** START Listed entries **

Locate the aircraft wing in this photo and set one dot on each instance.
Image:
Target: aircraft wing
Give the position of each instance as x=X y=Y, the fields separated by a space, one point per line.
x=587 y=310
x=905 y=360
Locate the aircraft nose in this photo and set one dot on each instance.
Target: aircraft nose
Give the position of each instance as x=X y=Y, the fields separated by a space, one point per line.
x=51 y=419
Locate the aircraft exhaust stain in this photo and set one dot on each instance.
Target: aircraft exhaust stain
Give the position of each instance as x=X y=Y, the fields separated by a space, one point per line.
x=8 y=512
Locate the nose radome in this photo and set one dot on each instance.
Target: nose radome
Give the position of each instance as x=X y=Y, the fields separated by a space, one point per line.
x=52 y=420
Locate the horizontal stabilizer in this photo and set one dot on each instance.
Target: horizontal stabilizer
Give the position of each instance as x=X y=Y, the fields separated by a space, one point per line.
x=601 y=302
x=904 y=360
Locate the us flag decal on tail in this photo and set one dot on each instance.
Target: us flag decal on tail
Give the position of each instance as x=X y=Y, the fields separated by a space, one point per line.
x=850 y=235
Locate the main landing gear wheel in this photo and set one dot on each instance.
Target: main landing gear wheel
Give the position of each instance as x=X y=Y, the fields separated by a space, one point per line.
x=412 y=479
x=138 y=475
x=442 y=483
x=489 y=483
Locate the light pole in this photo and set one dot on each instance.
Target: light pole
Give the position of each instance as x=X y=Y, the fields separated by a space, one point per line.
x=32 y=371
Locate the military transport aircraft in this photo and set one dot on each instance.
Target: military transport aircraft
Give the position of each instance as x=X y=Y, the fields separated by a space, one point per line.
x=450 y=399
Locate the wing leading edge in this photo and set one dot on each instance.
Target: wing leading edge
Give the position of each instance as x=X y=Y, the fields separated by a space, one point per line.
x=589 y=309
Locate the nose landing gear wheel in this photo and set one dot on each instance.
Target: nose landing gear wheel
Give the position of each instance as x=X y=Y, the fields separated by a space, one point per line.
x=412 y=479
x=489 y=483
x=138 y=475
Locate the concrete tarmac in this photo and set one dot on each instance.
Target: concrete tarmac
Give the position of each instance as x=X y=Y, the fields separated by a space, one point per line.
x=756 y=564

** END Listed entries **

(Your task) Copy all of the items above word for word, leaving every line unchanged.

(Complete response)
Locate the aircraft wing in this photo and set one dot on each instance.
Image:
Target: aircraft wing
Give the position of each instance as x=X y=Y, the fields separated by a space, one point per line.
x=587 y=310
x=905 y=360
Locate the aircraft nose in this photo and set one dot on each instance.
Target: aircraft nose
Give the position of each instance as x=X y=Y, the fields separated by a space, one point per line.
x=51 y=419
Locate the aircraft exhaust stain in this photo and set one dot on each instance.
Target: aircraft exhaust stain
Give the position of each instance as x=X y=Y, the fields separated by a space, one point per line.
x=8 y=512
Locate the nose radome in this photo and set one dot on each instance.
Target: nose radome
Give the position of each instance as x=X y=Y, the fields separated by a space, one point per line.
x=52 y=420
Locate the horizontal stabilizer in this photo and set one dot on each instance.
Target: horizontal stabilizer
Give the position of each instance as x=X y=Y, the fields separated by a space, one point per line.
x=601 y=302
x=904 y=360
Locate the us flag decal on tail in this photo and set one dot on each instance.
Target: us flag decal on tail
Give the position of each instance as x=X y=Y, the fields separated by a space, one point per line.
x=850 y=235
Locate the main landing gear wheel in this photo and set one dot on each instance.
Target: main landing gear wheel
Give the position of each instance as x=X y=Y, the fields separated by a space, one point per line.
x=412 y=479
x=138 y=475
x=442 y=483
x=489 y=483
Locate the light pole in this photo and set one dot on each instance.
Target: light pole
Give the position of each instance as x=X y=Y, the fields separated by a space, one point per line.
x=32 y=371
Locate the military transport aircraft in this photo and set one dot on each instance.
Target: military transport aircraft
Give the position of each instance as x=X y=Y, the fields separated by a space, one point per line.
x=450 y=399
Locate the wing leading edge in this photo and set one dot on each instance.
Target: wing leading edge
Give the position of each instance as x=X y=Y, the fields separated by a space, one point per line.
x=589 y=309
Locate the nose landing gear wheel in this photo and set one dot on each instance.
Target: nose landing gear wheel
Give the position of each instance as x=X y=Y, the fields separated by a space, one point per line.
x=412 y=479
x=489 y=483
x=138 y=475
Locate the concrete tarmac in this photo and set one dot on each instance.
Target: concrete tarmac
Give the position of each instance as x=X y=Y, the fields separated by a space, one point per line.
x=756 y=564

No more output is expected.